Start of Exercise passage

UPDATED 11:00 EDT / NOVEMBER 25 2014

We failed: Security should not be a user’s problem

infected computer virus malware hack securityThere are all sorts of excuses to be made, but as someone who joined personal computing in 1980, I need to tell my fellow users that we’ve failed you. The goal of personal  computing was to make you more productive, entertain you and make the world a better place. In retrospect, we should have said “a better and safer place.”

Google is a good example of what’s wrong. Quoting from an IDG News Service story about its new security dashboard for Google Apps:

“Security in the cloud is a shared responsibility,” Eran Feigenbaum, security director at the Google for Work team, wrote Monday in a blog post. “By making users more aware of their security settings and the activity on their devices, we can work together to stay a step ahead of any bad guys,”

A new dashboard gives users a snapshot of all the devices that have been used to access their account in the past 28 days, including any currently signed in, along with their approximate location, and displays prominently a link for changing their password if they notice any suspicious activity. Users can also revoke a device’s access to the account.

In addition, Google has rolled out a wizard designed to guide users through the steps to activate or adjust security settings and features.

Users didn’t create the problem

 

Google needs to realize that users didn’t create these security problems — Google did. Along with Microsoft and all the other big players who, as a group, still leave users unprotected.

Funny, how building a global communications infrastructure by ad hoc committee gets us great connectivity and all the openness a criminal could want. Add global economics and the planet’s best-and-brightest, the ones Google hasn’t hired anyway, are aligned against everyone else with criminal minds.

What did we do to deserve this? We signed up for a dream, promoted by those — including myself — who got caught up in the features and didn’t demand better, safer infrastructure.

Allowing a system to be built that is so complex a former TV news correspondent may be confusing government surveillance with a stuck delete key strongly suggests a problem with user experience and interface.

And being political, the former news correspondent has lots of supporters who, likewise, may not understand what they are looking at when they see her self-shot video of the problem.

I, too, have had Windows 8’s sticky delete key become over-zealous and delete sections of text. The solution was an adjustment to the keyboard setting for how long I have to hold a key to make the letter or function repeat. I had to explore to find the answer but never thought the government had taken over my laptop.

However, it’s enough that a supposedly intelligent person — or even a provably non-intelligent one — could have such a problem that indicates we should have done better job.

Next, I learn from Richi Jennings at Computerworld how the Regin malware has been around for a long time (maybe before 2006) and is really well-made. He runs through all the theories of who created the malware and what it does. The meta is that Regin proves computers cannot be made safe.

I understand that, once foisted off on customers, security becomes everyone’s responsibility. But it shouldn’t be that way. Google and the others need to own up, stop building self-driving cars and creepy glasses, and better meet their customers’ needs.

End of Exercise passage

> [List of tasks]:
1. Condense the paragraph of the security column that begins "A new dashboard gives users" into a short bulleted list that keeps its main facts.
2. Reproduce the security column starting with "Next, I learn" and going on through "their customers’ needs.", but switch "responsibility" to "burden".
The records play no part in this exercise.

Start of Records provided

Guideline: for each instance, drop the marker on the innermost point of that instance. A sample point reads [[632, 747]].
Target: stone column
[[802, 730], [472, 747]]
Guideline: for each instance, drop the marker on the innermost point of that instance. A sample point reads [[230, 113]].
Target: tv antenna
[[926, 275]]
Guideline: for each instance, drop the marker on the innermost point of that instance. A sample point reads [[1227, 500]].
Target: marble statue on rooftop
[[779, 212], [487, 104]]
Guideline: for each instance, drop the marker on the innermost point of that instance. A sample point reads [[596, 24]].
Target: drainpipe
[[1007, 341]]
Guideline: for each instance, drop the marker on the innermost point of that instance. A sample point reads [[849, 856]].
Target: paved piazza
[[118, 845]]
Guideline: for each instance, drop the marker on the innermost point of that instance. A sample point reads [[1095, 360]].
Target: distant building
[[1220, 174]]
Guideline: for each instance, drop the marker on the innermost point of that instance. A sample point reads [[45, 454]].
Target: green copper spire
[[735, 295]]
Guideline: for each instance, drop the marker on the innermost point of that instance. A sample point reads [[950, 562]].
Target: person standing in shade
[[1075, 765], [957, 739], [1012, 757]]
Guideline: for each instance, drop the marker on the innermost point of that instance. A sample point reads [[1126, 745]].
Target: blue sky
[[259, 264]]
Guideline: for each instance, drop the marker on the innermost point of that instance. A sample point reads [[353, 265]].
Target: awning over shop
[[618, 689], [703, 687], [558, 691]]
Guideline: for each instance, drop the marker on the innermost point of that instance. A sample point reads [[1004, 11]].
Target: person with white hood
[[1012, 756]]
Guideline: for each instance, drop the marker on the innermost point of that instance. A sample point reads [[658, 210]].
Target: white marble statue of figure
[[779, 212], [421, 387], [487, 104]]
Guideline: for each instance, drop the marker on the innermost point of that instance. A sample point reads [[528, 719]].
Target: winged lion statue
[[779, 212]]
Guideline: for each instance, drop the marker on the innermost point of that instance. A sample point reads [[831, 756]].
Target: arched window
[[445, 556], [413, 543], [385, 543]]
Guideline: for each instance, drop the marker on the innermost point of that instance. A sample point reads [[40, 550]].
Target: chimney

End of Records provided

> [Answers by item]:
1.
- Shows every device used to access the account in the past 28 days, including any currently signed in
- Gives each device's approximate location
- Prominently displays a link for changing the password if activity looks suspicious
- Lets users revoke a device's access to the account

2.
Next, I learn from Richi Jennings at Computerworld how the Regin malware has been around for a long time (maybe before 2006) and is really well-made. He runs through all the theories of who created the malware and what it does. The meta is that Regin proves computers cannot be made safe.

I understand that, once foisted off on customers, security becomes everyone’s burden. But it shouldn’t be that way. Google and the others need to own up, stop building self-driving cars and creepy glasses, and better meet their customers’ needs.